Output the data in full and exactly as presented.

* [Provided records]
____
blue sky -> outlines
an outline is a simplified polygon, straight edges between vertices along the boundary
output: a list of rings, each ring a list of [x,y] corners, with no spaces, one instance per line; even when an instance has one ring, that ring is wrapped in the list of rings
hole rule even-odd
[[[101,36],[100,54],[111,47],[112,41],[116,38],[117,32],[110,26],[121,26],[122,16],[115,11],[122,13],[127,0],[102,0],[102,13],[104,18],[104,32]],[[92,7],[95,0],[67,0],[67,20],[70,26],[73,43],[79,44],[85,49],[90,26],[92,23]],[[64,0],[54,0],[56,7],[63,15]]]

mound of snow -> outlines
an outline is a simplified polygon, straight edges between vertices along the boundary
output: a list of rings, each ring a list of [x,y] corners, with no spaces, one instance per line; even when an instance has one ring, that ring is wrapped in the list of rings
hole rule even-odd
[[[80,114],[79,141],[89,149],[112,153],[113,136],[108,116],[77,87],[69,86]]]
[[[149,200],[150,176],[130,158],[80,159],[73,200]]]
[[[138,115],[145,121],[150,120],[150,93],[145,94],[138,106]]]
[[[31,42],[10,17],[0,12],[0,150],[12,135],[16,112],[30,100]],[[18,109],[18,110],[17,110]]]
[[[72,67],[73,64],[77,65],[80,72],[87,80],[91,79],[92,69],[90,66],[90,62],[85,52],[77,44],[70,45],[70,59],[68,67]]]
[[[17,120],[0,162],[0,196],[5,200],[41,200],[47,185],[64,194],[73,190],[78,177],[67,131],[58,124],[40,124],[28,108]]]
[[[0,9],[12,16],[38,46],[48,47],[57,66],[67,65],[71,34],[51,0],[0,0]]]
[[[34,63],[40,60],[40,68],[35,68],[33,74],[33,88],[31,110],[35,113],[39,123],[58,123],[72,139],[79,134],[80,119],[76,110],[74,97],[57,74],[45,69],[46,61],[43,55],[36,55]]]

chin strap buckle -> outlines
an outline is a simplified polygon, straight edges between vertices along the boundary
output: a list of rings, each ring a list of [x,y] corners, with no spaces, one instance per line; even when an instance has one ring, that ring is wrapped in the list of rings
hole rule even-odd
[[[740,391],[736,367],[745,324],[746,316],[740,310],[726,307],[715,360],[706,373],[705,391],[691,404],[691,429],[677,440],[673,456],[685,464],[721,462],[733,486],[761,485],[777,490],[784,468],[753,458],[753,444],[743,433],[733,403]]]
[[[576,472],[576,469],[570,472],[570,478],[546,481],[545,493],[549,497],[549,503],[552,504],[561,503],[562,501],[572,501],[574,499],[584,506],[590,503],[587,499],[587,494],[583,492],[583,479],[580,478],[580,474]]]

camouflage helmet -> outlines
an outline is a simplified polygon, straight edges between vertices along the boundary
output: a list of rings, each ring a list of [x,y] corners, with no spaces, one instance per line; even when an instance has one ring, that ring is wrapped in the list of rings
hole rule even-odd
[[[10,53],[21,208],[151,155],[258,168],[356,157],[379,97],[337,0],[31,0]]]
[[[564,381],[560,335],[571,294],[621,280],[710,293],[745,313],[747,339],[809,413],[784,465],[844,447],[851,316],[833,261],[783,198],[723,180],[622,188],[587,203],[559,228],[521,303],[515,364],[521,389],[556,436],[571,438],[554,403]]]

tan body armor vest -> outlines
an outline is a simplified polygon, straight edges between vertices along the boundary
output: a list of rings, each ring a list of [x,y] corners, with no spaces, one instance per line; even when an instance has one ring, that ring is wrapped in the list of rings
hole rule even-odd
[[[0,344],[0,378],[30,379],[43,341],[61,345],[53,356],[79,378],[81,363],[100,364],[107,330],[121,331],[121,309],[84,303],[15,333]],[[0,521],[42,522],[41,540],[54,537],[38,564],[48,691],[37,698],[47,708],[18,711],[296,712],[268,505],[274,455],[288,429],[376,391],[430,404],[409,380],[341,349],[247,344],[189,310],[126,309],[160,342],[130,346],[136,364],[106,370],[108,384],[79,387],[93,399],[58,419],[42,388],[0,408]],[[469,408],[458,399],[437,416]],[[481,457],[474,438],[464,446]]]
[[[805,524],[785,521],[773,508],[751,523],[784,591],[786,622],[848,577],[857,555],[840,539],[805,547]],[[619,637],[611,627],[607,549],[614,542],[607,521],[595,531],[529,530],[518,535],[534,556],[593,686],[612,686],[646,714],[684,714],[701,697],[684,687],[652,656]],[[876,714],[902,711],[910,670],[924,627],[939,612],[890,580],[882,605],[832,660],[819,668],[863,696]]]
____
* [Exercise answer]
blue sky -> outlines
an outline is a simplified polygon, straight edges between vertices along the boundary
output: a list of rings, each ring a list of [x,y] corners, with no spaces, one instance per line; even when an instance has one ring, that ring is wrapped in the list of rings
hole rule even-odd
[[[101,36],[100,54],[111,47],[112,41],[116,38],[117,32],[110,26],[121,26],[122,16],[115,11],[122,13],[127,0],[102,0],[102,13],[104,18],[104,32]],[[92,7],[95,0],[67,0],[67,20],[70,26],[73,43],[79,44],[85,49],[90,26],[92,23]],[[64,0],[54,0],[56,7],[63,15]]]

mound of snow -> outlines
an outline is a simplified polygon, straight edges between vertices along the boundary
output: a list of rings, each ring a list of [x,y] corners, with no spaces, one instance per line; even when an instance has one ring, that ring is wrapped in the list of rings
hole rule even-odd
[[[80,114],[79,141],[89,149],[112,153],[113,136],[108,116],[77,87],[69,86]]]
[[[149,200],[150,176],[130,158],[80,159],[73,200]]]
[[[138,115],[145,121],[150,120],[150,93],[145,94],[138,106]]]
[[[31,42],[10,17],[0,12],[0,150],[12,135],[16,112],[30,100]],[[18,109],[18,110],[17,110]]]
[[[72,67],[73,64],[77,65],[80,72],[87,80],[91,79],[92,69],[90,66],[90,62],[85,52],[77,44],[70,45],[70,59],[68,67]]]
[[[17,120],[0,162],[0,196],[5,200],[41,200],[47,185],[64,194],[73,190],[78,177],[67,131],[58,124],[40,124],[28,108]]]
[[[0,9],[12,16],[38,46],[48,47],[57,66],[67,65],[71,34],[51,0],[0,0]]]
[[[34,63],[40,60],[40,68],[35,68],[33,74],[33,88],[31,110],[35,113],[39,123],[58,123],[72,139],[79,134],[80,119],[76,110],[74,97],[57,74],[45,69],[46,61],[43,55],[36,55]]]

chin strap buckle -> outlines
an outline is a simplified polygon, straight edges between vertices along the boundary
output: a list of rings, each ring a list of [x,y] corners, with no spaces, one instance per line; even when an instance has one ring, that ring is wrapped in the list of rings
hole rule even-odd
[[[740,391],[736,367],[745,324],[746,316],[740,310],[726,307],[715,360],[706,373],[705,391],[691,404],[691,429],[677,440],[673,456],[685,464],[721,462],[733,486],[761,485],[777,490],[784,468],[753,458],[753,444],[743,433],[733,403]]]
[[[576,472],[576,469],[570,472],[570,478],[546,481],[545,493],[549,497],[549,503],[552,504],[561,503],[562,501],[572,501],[574,499],[584,506],[590,503],[587,499],[587,494],[583,492],[583,479],[580,478],[580,474]]]

camouflage helmet -> outlines
an outline is a simplified polygon, straight edges between vertices along the boundary
output: a list of rings, each ring a list of [x,y] corners, with no spaces, one instance per line; even when an instance has one ring, that ring is wrapped in the list of rings
hole rule even-odd
[[[10,53],[21,208],[151,155],[258,168],[356,157],[379,97],[337,0],[31,0]]]
[[[564,381],[560,335],[571,294],[621,280],[710,293],[745,313],[747,339],[809,413],[784,465],[844,447],[851,316],[833,261],[783,198],[723,180],[622,188],[587,203],[559,228],[521,303],[515,364],[521,389],[556,436],[571,438],[554,403]]]

tan body armor vest -> outlines
an outline is a simplified polygon, straight edges between vertices along the boundary
output: a list of rings, each ring a list of [x,y] corners, with no spaces, one instance per line; even when an instance has one ring, that ring is wrapped in the list of rings
hole rule even-odd
[[[0,344],[0,378],[30,379],[43,341],[61,345],[53,356],[79,378],[81,363],[100,364],[107,330],[121,331],[121,309],[84,303],[15,333]],[[0,521],[42,522],[41,540],[54,537],[38,564],[48,691],[37,698],[47,708],[18,711],[296,712],[268,505],[274,455],[288,429],[376,391],[430,404],[409,380],[341,349],[247,344],[189,310],[126,309],[160,342],[130,346],[136,364],[106,370],[108,384],[79,387],[93,399],[58,419],[42,388],[0,408]],[[469,408],[458,399],[437,416]],[[481,457],[474,438],[464,446]]]
[[[805,524],[785,521],[773,508],[751,523],[784,591],[786,622],[848,577],[857,555],[840,539],[805,547]],[[619,637],[611,627],[607,549],[614,542],[607,521],[595,531],[529,530],[518,535],[534,556],[593,686],[612,686],[646,714],[684,714],[701,697],[684,687],[652,656]],[[876,714],[902,711],[910,670],[924,627],[939,612],[890,580],[882,605],[832,660],[819,668],[863,696]]]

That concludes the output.